== Segment start ==
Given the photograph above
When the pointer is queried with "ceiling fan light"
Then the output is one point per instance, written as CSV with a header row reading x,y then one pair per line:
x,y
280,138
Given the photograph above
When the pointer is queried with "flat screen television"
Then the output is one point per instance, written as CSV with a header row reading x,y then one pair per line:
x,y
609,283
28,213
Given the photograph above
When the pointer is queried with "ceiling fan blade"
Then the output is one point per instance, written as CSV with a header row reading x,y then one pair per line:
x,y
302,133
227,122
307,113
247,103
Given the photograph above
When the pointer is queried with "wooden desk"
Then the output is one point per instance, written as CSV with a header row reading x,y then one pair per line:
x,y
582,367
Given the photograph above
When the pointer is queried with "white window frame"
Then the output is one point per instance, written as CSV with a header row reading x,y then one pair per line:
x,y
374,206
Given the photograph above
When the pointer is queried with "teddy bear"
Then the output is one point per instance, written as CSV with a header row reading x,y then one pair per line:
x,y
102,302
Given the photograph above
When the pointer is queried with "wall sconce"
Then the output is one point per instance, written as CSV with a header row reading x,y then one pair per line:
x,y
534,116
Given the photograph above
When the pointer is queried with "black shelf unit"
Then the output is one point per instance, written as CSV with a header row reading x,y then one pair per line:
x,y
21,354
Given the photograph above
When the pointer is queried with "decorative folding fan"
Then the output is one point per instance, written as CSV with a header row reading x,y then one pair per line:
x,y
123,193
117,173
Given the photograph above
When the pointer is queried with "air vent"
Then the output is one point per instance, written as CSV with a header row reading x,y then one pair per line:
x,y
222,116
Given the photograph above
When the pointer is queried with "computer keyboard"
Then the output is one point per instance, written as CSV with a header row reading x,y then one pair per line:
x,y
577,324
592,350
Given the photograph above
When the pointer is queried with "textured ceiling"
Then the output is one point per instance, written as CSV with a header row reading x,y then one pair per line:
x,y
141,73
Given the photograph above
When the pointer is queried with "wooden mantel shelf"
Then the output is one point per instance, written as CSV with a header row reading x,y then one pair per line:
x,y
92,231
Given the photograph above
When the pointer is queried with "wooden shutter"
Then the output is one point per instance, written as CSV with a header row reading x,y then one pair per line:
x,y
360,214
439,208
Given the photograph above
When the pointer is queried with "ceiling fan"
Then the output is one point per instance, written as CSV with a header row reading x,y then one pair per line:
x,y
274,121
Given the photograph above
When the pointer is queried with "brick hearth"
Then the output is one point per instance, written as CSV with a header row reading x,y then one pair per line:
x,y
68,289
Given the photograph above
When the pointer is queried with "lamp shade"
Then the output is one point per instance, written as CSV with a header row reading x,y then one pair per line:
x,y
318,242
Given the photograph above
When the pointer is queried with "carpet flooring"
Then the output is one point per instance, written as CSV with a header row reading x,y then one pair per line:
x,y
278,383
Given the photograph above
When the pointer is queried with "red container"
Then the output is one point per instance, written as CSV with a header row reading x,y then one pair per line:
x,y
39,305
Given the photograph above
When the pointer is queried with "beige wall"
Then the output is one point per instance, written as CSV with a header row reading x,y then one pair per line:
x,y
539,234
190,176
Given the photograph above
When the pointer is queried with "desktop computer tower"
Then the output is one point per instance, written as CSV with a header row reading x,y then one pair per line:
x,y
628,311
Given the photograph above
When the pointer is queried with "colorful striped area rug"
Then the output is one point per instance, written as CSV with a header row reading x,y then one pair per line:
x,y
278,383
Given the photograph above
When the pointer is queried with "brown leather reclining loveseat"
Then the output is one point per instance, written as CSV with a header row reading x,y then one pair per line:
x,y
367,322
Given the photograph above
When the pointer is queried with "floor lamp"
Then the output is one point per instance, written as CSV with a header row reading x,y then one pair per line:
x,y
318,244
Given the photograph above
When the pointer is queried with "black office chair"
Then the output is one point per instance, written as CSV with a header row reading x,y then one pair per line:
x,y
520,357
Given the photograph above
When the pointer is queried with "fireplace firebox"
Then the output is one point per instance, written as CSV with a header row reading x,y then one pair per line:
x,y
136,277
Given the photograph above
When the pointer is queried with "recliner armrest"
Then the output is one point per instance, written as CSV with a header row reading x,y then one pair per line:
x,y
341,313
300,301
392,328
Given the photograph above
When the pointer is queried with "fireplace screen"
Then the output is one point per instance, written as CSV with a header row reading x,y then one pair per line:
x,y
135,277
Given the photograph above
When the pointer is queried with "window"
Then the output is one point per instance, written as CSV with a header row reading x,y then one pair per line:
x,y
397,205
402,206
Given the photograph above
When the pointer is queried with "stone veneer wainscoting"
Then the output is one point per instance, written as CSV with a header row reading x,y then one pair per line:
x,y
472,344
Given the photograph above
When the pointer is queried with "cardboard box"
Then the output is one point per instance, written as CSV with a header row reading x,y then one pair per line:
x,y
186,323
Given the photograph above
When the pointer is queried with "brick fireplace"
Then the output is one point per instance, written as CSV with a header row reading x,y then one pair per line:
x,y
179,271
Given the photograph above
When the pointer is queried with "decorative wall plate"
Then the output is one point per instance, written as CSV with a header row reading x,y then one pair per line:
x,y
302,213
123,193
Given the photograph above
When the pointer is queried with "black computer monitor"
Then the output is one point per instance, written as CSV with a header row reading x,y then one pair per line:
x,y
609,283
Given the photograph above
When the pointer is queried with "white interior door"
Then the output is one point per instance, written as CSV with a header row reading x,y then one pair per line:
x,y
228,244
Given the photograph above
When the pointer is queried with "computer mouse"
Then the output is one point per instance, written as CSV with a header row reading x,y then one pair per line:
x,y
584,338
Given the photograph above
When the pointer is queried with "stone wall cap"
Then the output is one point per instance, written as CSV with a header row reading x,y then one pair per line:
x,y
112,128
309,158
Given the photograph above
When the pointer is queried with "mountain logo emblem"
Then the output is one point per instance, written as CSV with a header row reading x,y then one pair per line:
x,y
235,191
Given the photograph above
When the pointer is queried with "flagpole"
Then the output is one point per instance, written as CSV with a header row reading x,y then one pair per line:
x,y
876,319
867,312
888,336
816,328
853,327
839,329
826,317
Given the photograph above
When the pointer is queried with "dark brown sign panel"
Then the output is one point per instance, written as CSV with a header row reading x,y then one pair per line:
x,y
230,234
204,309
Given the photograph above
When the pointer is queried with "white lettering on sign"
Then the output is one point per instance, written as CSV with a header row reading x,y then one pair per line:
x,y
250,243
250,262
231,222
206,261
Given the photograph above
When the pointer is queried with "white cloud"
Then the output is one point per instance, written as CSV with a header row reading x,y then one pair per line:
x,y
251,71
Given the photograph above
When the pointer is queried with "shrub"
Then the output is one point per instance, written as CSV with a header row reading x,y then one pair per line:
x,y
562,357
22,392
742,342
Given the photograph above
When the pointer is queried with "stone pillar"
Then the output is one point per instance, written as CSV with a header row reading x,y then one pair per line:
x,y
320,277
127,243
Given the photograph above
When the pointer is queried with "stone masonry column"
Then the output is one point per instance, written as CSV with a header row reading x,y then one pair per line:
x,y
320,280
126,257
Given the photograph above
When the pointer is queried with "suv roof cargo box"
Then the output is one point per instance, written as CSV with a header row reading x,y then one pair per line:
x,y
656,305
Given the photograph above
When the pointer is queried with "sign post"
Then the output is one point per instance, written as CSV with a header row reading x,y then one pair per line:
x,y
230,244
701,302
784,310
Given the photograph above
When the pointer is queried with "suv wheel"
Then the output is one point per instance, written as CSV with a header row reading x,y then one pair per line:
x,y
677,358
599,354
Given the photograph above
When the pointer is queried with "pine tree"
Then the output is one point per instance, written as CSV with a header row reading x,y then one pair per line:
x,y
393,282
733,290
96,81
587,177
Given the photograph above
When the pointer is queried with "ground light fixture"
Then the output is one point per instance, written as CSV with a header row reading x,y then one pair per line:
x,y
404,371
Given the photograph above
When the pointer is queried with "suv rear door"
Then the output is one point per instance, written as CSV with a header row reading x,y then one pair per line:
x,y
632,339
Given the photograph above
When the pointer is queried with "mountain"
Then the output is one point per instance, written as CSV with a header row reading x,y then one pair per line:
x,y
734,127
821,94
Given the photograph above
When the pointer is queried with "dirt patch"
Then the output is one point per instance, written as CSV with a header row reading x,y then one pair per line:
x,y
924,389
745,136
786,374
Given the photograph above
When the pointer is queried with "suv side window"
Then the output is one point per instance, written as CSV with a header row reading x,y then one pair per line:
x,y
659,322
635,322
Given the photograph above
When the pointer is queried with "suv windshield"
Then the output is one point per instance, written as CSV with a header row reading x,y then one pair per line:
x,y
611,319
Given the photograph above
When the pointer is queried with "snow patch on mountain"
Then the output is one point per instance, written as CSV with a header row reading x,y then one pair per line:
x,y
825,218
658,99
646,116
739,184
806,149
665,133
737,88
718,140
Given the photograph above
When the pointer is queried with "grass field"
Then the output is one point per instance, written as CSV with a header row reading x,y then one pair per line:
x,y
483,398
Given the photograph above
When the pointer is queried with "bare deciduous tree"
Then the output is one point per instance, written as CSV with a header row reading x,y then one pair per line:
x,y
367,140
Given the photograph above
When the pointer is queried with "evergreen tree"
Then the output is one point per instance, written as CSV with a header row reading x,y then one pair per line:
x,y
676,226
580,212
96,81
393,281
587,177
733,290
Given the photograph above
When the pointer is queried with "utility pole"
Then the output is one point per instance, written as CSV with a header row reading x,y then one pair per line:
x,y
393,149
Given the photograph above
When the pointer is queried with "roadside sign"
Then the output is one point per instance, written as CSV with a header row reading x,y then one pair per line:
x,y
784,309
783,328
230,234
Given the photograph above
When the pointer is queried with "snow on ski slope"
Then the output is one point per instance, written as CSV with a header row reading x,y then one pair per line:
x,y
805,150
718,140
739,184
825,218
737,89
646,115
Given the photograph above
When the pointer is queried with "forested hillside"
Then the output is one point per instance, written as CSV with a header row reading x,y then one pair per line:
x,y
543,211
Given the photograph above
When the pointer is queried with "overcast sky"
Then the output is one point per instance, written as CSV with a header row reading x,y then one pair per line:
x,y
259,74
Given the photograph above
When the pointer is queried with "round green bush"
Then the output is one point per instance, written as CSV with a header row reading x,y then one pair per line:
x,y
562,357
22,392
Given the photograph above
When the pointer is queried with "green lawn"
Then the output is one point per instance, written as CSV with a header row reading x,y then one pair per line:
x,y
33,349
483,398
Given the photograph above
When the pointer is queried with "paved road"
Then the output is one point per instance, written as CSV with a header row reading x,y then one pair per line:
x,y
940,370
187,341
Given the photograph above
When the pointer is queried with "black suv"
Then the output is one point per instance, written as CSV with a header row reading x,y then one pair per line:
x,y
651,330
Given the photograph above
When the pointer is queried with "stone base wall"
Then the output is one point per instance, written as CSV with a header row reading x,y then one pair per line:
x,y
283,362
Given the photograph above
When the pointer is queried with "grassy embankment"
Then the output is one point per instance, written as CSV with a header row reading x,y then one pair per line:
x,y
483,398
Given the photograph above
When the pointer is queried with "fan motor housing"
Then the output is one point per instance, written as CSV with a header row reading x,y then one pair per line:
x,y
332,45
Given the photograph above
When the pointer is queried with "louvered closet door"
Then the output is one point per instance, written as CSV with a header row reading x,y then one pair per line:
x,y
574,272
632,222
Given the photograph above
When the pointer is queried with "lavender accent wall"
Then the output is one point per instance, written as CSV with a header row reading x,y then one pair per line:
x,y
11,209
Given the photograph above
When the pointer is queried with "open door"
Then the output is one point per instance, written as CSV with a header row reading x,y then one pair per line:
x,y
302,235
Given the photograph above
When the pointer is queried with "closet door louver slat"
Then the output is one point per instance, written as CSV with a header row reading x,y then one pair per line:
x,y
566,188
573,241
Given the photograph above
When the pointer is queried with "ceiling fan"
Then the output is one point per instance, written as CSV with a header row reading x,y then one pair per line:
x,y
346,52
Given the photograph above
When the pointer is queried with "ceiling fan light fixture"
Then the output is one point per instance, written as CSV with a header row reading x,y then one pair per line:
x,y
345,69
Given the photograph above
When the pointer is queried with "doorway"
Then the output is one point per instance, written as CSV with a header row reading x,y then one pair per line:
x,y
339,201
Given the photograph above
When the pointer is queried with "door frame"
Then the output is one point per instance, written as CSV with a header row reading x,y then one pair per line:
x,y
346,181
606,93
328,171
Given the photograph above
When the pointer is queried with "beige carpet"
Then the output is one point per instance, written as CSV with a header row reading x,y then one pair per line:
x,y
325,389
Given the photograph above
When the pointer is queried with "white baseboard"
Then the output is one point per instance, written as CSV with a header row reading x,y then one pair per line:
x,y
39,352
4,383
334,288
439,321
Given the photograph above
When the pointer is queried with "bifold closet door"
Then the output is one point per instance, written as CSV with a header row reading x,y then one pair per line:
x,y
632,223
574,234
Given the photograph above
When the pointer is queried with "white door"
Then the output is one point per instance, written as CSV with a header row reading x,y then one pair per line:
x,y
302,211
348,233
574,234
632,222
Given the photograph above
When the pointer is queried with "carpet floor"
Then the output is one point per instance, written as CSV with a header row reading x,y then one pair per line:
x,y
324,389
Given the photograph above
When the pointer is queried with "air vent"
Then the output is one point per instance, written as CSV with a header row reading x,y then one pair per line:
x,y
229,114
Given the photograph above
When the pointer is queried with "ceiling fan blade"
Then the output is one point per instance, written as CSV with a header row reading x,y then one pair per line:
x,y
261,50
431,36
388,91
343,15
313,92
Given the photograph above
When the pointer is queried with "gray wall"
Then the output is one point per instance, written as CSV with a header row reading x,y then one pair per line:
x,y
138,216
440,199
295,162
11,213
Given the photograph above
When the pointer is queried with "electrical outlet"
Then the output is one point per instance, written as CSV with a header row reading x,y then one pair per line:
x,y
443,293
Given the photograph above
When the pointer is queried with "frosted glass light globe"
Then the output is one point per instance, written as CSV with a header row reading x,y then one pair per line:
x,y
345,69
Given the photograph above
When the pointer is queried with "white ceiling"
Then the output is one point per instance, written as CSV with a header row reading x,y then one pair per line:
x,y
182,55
== Segment end ==
ABOUT THIS TASK:
Filter the entries down to the lines with the word "window" in them, and copy those lines.

EXPECTED ANSWER:
When the pointer is queried with "white window frame"
When the pointer is queried with "window"
When the pointer is queried with "suv side window"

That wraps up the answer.